Point annotation records

--- begin ---

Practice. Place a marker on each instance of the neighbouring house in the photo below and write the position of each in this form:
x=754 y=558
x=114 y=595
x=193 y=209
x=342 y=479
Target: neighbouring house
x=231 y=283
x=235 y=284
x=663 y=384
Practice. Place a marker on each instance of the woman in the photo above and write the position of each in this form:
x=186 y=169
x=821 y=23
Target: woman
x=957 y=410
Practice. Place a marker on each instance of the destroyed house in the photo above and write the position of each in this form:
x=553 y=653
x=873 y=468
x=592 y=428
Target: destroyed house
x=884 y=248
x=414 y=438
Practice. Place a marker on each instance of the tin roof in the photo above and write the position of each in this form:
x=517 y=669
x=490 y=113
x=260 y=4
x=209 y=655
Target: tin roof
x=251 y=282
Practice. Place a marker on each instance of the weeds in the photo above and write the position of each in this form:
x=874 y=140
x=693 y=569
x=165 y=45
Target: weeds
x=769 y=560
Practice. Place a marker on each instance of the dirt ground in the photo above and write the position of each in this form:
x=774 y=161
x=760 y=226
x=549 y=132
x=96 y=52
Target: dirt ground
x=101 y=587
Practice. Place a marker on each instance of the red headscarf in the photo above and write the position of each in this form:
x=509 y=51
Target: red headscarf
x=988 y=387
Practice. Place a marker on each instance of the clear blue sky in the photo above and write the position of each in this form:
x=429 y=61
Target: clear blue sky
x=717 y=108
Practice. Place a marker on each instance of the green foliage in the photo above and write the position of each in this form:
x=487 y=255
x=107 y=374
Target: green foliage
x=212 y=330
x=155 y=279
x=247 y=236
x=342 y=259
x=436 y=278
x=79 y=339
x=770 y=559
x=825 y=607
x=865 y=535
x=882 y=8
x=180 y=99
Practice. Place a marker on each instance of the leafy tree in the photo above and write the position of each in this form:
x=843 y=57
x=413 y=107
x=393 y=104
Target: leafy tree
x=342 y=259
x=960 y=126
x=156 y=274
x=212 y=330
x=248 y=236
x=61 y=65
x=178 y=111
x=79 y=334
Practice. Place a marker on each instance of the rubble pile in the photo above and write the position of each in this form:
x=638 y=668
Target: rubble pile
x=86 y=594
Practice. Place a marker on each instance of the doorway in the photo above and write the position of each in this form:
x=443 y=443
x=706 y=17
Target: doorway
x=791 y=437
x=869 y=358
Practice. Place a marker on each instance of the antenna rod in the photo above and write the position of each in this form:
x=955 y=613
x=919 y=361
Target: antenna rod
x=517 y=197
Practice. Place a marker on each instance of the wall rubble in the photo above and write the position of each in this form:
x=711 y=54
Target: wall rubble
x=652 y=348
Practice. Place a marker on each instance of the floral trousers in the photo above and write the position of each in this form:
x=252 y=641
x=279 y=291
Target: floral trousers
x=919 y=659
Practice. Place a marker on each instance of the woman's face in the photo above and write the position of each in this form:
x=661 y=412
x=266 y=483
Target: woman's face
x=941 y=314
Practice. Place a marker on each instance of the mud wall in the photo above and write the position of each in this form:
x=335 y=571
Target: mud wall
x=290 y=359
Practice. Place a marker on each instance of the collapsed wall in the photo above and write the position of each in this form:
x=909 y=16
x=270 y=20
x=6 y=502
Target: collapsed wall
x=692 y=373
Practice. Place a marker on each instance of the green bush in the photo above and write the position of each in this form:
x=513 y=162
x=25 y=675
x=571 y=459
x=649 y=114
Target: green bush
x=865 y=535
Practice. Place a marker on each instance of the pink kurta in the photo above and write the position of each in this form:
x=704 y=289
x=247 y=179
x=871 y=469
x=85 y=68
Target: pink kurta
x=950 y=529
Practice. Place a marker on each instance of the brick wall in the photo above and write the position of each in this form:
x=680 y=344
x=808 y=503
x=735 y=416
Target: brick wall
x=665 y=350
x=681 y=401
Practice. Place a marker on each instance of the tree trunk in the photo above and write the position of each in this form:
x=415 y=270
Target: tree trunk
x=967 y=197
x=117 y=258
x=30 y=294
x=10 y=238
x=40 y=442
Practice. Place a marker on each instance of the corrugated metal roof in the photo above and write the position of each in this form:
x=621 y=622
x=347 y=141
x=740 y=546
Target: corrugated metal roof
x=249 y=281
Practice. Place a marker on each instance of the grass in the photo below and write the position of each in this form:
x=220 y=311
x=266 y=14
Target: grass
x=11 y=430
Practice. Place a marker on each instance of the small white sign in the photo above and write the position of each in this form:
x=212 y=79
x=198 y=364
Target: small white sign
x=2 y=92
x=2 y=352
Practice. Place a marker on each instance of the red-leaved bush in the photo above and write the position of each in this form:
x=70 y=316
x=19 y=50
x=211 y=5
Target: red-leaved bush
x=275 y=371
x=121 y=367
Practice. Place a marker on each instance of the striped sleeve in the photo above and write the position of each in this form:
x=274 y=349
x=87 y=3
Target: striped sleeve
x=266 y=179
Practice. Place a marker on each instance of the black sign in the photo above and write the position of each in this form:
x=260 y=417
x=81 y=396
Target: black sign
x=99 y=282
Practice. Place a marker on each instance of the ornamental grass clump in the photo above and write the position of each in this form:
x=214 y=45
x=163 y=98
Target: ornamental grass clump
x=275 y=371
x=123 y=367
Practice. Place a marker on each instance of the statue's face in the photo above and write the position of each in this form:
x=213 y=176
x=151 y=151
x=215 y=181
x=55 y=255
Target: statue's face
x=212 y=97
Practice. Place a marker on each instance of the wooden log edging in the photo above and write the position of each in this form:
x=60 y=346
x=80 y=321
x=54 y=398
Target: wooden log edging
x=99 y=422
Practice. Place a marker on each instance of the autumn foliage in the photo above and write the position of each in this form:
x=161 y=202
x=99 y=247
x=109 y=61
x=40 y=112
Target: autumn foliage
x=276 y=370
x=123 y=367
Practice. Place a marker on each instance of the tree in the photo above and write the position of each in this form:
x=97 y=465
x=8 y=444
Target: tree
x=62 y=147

--- end ---
--- begin ---

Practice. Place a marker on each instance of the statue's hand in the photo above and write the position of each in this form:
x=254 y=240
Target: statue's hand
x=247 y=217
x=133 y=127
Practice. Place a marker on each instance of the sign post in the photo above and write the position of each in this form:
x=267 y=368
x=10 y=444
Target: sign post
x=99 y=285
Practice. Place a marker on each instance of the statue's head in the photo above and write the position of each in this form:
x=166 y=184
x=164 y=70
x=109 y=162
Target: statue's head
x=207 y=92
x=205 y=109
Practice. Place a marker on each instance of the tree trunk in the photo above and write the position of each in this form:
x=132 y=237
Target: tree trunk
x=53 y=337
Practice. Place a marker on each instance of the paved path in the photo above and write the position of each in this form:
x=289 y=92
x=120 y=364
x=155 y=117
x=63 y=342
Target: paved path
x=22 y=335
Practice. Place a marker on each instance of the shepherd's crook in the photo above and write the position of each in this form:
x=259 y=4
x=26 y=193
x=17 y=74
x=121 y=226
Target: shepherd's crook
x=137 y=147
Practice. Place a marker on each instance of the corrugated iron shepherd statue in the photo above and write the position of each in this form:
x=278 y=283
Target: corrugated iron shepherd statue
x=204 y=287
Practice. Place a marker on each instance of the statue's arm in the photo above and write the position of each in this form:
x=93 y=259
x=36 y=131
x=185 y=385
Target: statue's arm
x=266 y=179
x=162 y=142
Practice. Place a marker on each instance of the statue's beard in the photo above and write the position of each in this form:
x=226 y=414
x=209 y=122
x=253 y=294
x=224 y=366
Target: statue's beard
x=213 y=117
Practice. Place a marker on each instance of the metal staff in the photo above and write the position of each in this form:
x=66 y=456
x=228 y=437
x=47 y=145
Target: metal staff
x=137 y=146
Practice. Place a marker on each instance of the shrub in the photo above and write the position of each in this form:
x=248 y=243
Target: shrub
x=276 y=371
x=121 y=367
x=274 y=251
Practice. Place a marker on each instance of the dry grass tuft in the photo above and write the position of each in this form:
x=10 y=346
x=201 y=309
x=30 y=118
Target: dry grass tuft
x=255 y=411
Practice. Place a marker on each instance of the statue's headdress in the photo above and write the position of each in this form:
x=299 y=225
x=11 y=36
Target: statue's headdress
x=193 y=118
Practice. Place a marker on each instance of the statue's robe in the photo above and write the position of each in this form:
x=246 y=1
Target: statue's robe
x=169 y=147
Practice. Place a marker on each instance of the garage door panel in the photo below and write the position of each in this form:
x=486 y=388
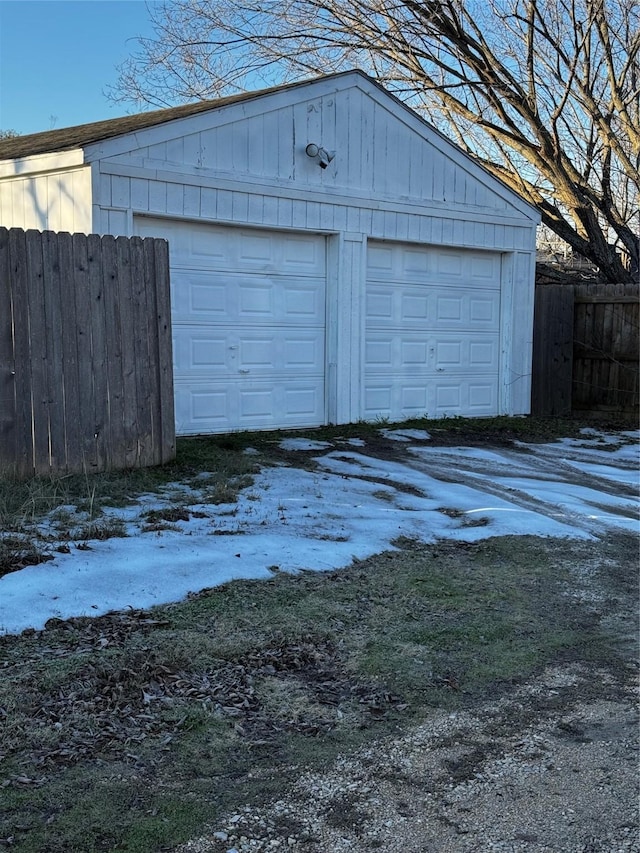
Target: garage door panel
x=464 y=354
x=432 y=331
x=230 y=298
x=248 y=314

--- end ---

• Task prompt:
Rewrite the material from the line with "Practice. Place a marker on each instance of the neighbouring" up to and including the line with "x=663 y=384", putting "adjacent house" wherever "neighbouring house" appears and changing nothing else.

• Written reply:
Practice. Place a marker on each instance of the adjacent house in the photo below and write the position of each in this form:
x=754 y=558
x=114 y=595
x=193 y=209
x=342 y=479
Target: adjacent house
x=231 y=283
x=235 y=284
x=663 y=384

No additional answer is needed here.